● PASSAGE CHOISI:
□ □ □ □

Les citernes permettent d'avoir de l'eau en permanence. Un système ingénieux récolte lors de forts orages de l'eau dans les collines environnantes qui sont acheminés via un conduit ouvert vers un point assez bas de la forteresse. L'eau est ensuite remontée à dos d'homme ou d'animal.

 

La révolte

La révolte juive de 66 a conduit un groupe de juifs à s'éloigner de Jérusalem. Ils partent à l'assaut de la forteresse, qui 75 ans après Hérode, ne contient plus qu'une faible garnison, et emportent la place forte. Après la chute de Jérusalem en 70, vaincue par Titus, un groupe de zélotes juifs les rejoignent et s'installent à Massada.

Massada est alors devenu le dernier refuge des zélotes juifs.

Ces derniers, aussi appelés sicaires (du sica le petit couteau utilisé pour tuer les Romains) font régner la terreur parmi leurs compatriotes, lorsqu'ils les suspectent de collaborer avec l'occupant Romain. Massada compte environ 900 zélotes, dont les femmes et les enfants quand ils sont assiégés par le nouveau gouverneur de Judée, Lucius Flavius Silva. Celui-ci veut reprendre la dernière place forte juive.

Les 15 000 soldats romains de la légion X Fretensis font donc le siège de la forteresse. Ils l'isolent en établissant un mur reliant onze tours et huit camps empêchant toute fuite des retranchés. N'arrivant pas à accéder au sommet, Silva fait construire une rampe en terre battue qui permet l'approche d'une tour bélier du point le plus bas du piton rocheux.

□ □ □ □

● LIGNES DE DONNÉES:
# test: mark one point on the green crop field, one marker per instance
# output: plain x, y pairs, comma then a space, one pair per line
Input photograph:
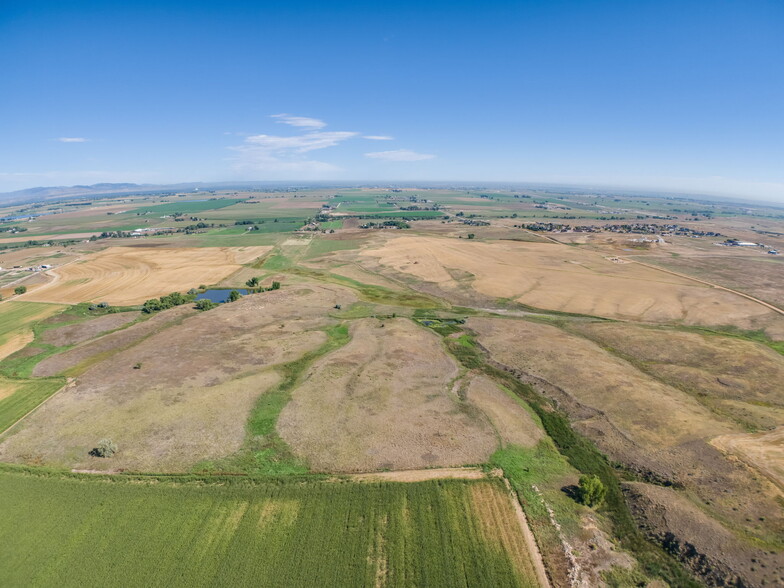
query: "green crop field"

□ □ □ □

● TÂCHES:
1) Dans le passage sur Massada, quel gouverneur de Judée assiège la forteresse ?
2) Écrivez la suite du passage sur Massada après sa dernière phrase, s'il vous plaît.

● RÉPONSES À L'EXERCICE:
1) Lucius Flavius Silva.

2)
Les assiégés érigent de leur coté un terre-plein soutenu par une assise en bois.

Mais les assaillants romains utilisent leur rampe pour se mettre au niveau du terre-plein qu'ils incendient grâce à des flèches incendiaires, ouvrant le chemin vers la forteresse en 73.

Lorsque les romains entrent, ils ne trouvent que des morts. Les sicaires ont préféré se suicider à la suite de leur chef Eleazar Ben Yair plutôt que de se rendre. Massada a résisté trois ans.

L'unique source écrite est le témoignage de Flavius Josèphe. Il n'était pas sur place mais, il a pu rencontrer deux femmes qui ont survécu au massacre en se cachant dans une conduite d'eau.

"... Ensemble, ils embrassèrent, étreignirent leurs femmes, serrèrent dans leurs bras leurs enfants, s'attachant avec des larmes à ces derniers baisers ; ensemble, comme si des bras étrangers les eussent assistés dans cette œuvre, ils exécutèrent leurs résolutions, et la pensée des maux que ces malheureux devaient souffrir, s'ils tombaient aux mains des ennemis, était pour les meurtriers, dans cette nécessité de donner la mort, une consolation. Enfin, nul ne se trouva inférieur à un si grand dessein ; tous percèrent les êtres les plus chéris. Malheureuses victimes du sort, pour qui le meurtre de leurs femmes et de leurs enfants, exécuté de leur main, paraissait le plus léger de leurs maux !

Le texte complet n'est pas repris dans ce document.